§ GIVEN REQUEST
Write out, unchanged, the lines from the one holding "[indicate] white building" to the close of the listing. Both the first and last lines belong in it.

§ DATA FOR THE TASK
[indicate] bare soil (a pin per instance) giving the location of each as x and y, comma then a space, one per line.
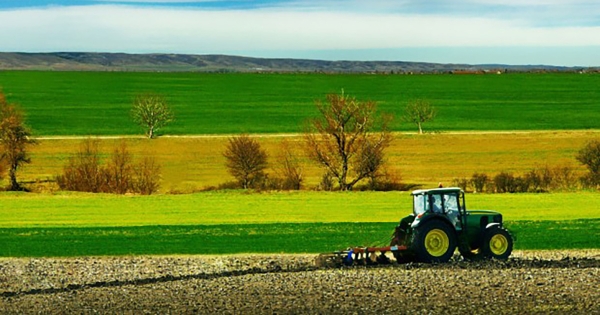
542, 282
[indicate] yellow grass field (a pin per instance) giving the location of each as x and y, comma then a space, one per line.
196, 162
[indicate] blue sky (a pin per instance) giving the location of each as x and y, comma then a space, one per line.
554, 32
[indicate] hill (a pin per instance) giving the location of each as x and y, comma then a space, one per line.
82, 61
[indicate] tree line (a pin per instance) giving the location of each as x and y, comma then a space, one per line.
348, 140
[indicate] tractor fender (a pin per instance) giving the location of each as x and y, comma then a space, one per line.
493, 224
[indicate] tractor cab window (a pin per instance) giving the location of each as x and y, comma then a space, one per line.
436, 203
451, 206
450, 202
419, 204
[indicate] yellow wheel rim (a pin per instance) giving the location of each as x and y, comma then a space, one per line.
498, 244
437, 242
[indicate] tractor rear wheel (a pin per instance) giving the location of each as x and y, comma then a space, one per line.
497, 243
434, 242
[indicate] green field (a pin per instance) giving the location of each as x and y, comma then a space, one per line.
98, 103
238, 222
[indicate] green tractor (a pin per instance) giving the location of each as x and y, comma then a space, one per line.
440, 223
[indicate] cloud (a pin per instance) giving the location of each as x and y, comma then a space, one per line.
141, 29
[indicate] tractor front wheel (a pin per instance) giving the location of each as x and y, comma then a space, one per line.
497, 243
434, 242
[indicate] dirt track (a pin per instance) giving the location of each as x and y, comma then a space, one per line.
531, 282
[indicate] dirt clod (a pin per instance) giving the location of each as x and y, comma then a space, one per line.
556, 282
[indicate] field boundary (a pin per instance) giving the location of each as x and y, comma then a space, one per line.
292, 135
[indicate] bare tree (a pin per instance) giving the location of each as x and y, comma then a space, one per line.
147, 176
151, 111
15, 140
83, 172
246, 160
290, 168
119, 170
342, 141
589, 156
419, 112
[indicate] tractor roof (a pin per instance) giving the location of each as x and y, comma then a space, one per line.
436, 191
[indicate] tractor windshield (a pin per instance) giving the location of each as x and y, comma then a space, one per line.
419, 204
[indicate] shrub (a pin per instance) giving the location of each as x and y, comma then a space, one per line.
246, 160
147, 176
478, 181
463, 183
505, 183
84, 172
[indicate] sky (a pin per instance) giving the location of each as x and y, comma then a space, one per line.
517, 32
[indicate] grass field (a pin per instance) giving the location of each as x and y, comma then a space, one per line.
190, 164
77, 224
98, 103
84, 103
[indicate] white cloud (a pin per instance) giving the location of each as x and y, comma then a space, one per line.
152, 29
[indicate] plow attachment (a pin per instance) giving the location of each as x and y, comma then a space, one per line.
357, 256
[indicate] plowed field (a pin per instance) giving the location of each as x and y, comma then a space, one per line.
560, 282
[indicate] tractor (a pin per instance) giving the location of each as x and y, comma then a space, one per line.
439, 224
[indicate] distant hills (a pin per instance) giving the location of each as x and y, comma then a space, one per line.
83, 61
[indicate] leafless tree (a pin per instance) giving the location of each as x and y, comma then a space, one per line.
83, 172
589, 156
342, 140
147, 176
419, 112
14, 139
246, 160
151, 111
119, 170
290, 168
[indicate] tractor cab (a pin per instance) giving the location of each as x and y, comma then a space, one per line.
447, 204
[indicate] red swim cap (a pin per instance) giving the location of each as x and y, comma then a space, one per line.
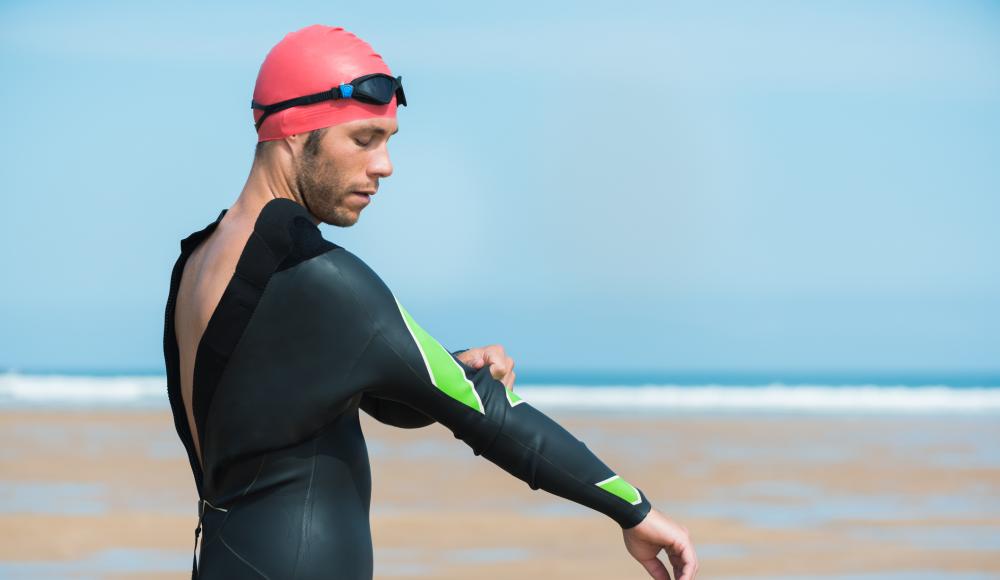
310, 60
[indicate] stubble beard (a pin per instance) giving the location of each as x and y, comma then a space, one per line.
319, 186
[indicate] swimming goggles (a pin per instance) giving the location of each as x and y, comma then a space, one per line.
376, 89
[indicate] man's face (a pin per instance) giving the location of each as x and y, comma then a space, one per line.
337, 177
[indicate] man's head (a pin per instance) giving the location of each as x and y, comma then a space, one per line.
329, 149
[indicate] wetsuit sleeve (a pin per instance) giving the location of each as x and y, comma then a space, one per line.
395, 413
400, 361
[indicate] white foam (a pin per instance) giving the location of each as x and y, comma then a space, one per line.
61, 390
775, 397
20, 390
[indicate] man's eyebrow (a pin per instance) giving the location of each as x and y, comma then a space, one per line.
378, 130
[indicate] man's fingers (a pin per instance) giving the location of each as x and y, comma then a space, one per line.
655, 568
685, 563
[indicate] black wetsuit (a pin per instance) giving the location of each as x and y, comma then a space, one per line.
306, 334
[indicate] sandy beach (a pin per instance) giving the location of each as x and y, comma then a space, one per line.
109, 494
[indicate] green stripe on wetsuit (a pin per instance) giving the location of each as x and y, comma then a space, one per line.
623, 489
445, 373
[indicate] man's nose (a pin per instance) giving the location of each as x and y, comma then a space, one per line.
379, 165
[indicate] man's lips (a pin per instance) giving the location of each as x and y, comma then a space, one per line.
364, 195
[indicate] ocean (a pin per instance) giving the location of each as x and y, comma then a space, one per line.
627, 391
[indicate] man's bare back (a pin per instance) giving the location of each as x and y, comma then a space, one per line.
203, 281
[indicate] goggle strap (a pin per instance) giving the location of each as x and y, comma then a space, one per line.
331, 94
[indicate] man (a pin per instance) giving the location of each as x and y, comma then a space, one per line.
274, 338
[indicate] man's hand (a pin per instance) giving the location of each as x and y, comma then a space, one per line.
501, 365
655, 532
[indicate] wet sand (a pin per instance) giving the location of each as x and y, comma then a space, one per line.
109, 494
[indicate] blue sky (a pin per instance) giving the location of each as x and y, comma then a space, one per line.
741, 186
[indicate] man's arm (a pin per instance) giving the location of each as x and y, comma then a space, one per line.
398, 360
395, 413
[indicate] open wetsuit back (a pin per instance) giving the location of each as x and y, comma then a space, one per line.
304, 335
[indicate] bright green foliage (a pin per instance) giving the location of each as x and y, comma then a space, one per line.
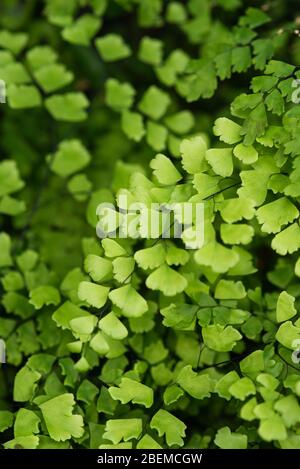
143, 341
61, 423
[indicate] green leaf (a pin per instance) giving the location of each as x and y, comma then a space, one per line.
164, 170
170, 426
196, 385
123, 268
287, 241
180, 123
113, 327
39, 56
263, 50
133, 126
176, 13
272, 429
14, 73
166, 280
288, 334
254, 17
253, 364
246, 154
52, 77
25, 384
112, 47
285, 308
10, 180
172, 394
220, 160
285, 211
119, 96
237, 234
227, 289
216, 256
60, 422
129, 301
23, 96
5, 247
279, 69
98, 268
6, 420
154, 103
80, 187
151, 51
44, 295
27, 423
225, 439
70, 157
26, 442
193, 153
132, 391
82, 30
179, 316
220, 338
156, 135
122, 429
69, 107
150, 258
255, 125
15, 42
241, 59
289, 410
95, 295
227, 130
275, 103
68, 312
11, 206
147, 442
99, 344
242, 388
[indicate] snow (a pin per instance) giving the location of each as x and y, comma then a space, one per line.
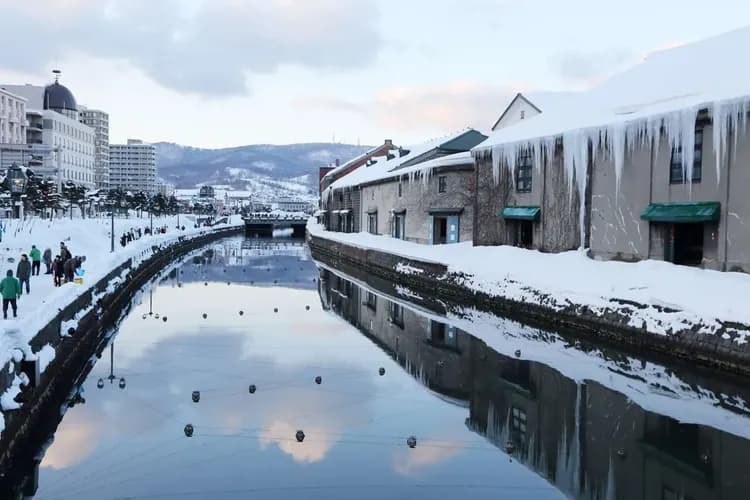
89, 237
7, 401
384, 168
351, 162
664, 92
566, 279
651, 386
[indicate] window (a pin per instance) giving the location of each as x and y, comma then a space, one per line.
523, 172
442, 184
372, 223
518, 424
396, 314
371, 301
675, 167
399, 226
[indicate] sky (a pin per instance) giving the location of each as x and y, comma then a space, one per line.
220, 73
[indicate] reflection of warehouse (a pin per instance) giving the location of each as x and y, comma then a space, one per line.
251, 261
587, 440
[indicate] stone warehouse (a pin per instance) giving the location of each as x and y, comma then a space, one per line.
422, 193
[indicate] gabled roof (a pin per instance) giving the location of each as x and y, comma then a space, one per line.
665, 84
387, 168
541, 101
366, 154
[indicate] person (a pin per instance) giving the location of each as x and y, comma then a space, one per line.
47, 258
36, 260
64, 252
70, 267
23, 272
10, 289
58, 271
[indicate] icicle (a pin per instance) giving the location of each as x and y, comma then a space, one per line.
575, 160
719, 131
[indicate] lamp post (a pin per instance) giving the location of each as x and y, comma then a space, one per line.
112, 229
111, 377
16, 179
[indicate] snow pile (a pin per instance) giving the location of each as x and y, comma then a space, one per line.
656, 296
661, 96
89, 237
651, 386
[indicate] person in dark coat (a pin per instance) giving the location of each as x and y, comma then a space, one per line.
10, 289
58, 271
65, 252
47, 258
23, 272
69, 269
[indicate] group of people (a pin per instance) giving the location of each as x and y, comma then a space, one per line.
62, 268
136, 233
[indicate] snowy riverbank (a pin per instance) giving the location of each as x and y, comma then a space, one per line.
656, 297
90, 238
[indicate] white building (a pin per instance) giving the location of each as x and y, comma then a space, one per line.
99, 121
12, 118
53, 121
132, 166
292, 205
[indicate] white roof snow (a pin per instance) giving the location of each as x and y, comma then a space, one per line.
385, 168
691, 76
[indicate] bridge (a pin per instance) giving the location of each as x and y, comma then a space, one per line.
263, 223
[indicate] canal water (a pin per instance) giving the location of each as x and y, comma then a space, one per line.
396, 398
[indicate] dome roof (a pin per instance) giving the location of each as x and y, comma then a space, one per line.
58, 97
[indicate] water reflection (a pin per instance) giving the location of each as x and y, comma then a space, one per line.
586, 438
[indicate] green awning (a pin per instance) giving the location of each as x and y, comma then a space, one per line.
521, 213
682, 212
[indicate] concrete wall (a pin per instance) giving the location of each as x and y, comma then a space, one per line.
417, 198
617, 231
736, 216
519, 109
558, 227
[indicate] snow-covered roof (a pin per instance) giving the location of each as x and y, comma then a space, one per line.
347, 164
542, 101
383, 167
424, 168
694, 76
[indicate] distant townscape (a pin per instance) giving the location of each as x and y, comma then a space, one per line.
60, 154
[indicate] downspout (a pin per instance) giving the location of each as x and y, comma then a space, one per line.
543, 170
725, 215
475, 219
653, 154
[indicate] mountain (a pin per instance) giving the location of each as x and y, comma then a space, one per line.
285, 170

§ FINAL ANSWER
[indicate] white building (a pin per instance) giving the location of each as x and y, comma then a space, one per line.
99, 121
12, 118
53, 121
132, 166
292, 205
[indicate] white roof snow (a pin per instance) giving the location of each as x and y, comma then a space, one per line.
385, 168
691, 76
[indicate] bridge (a pin per instance) giving the location of each as x and y, comma then a space, one per line.
263, 223
[indicate] canal water (a pin per instance) giving the location of each as x and y, comma then a space, one per line.
396, 398
[indicate] dome roof (a pin per instance) giving the location of each as x and y, comma then a space, one per line.
58, 97
[indicate] water reflection (a pin per instance) giving the location of each as x and y, comma then a space, one per line.
586, 438
[indicate] green awning (a pin per instance) giving the location of each as x and y, comma then a space, one per line.
521, 213
682, 212
[indicate] concrete wall (a pin per instance) giving the location of each as x and y, comma then a space, one per line.
417, 198
617, 231
736, 216
519, 109
558, 227
[indicate] snow-covered roof (a pin per instance) giving the location of each as x and y, comma then a space, one per line.
347, 164
542, 101
383, 167
424, 168
694, 76
[indicate] distant townscape (a pin per instance) giving the location of each as x and y, comma then a space, one per line.
60, 154
[indicate] downspout (a pin per instance) giving the location of each as x and y, comma then a space, one per line.
543, 170
725, 215
475, 219
653, 154
[indicate] mountain (a pin per instance) giving the location of each as x and y, comma then a space, one per line.
285, 170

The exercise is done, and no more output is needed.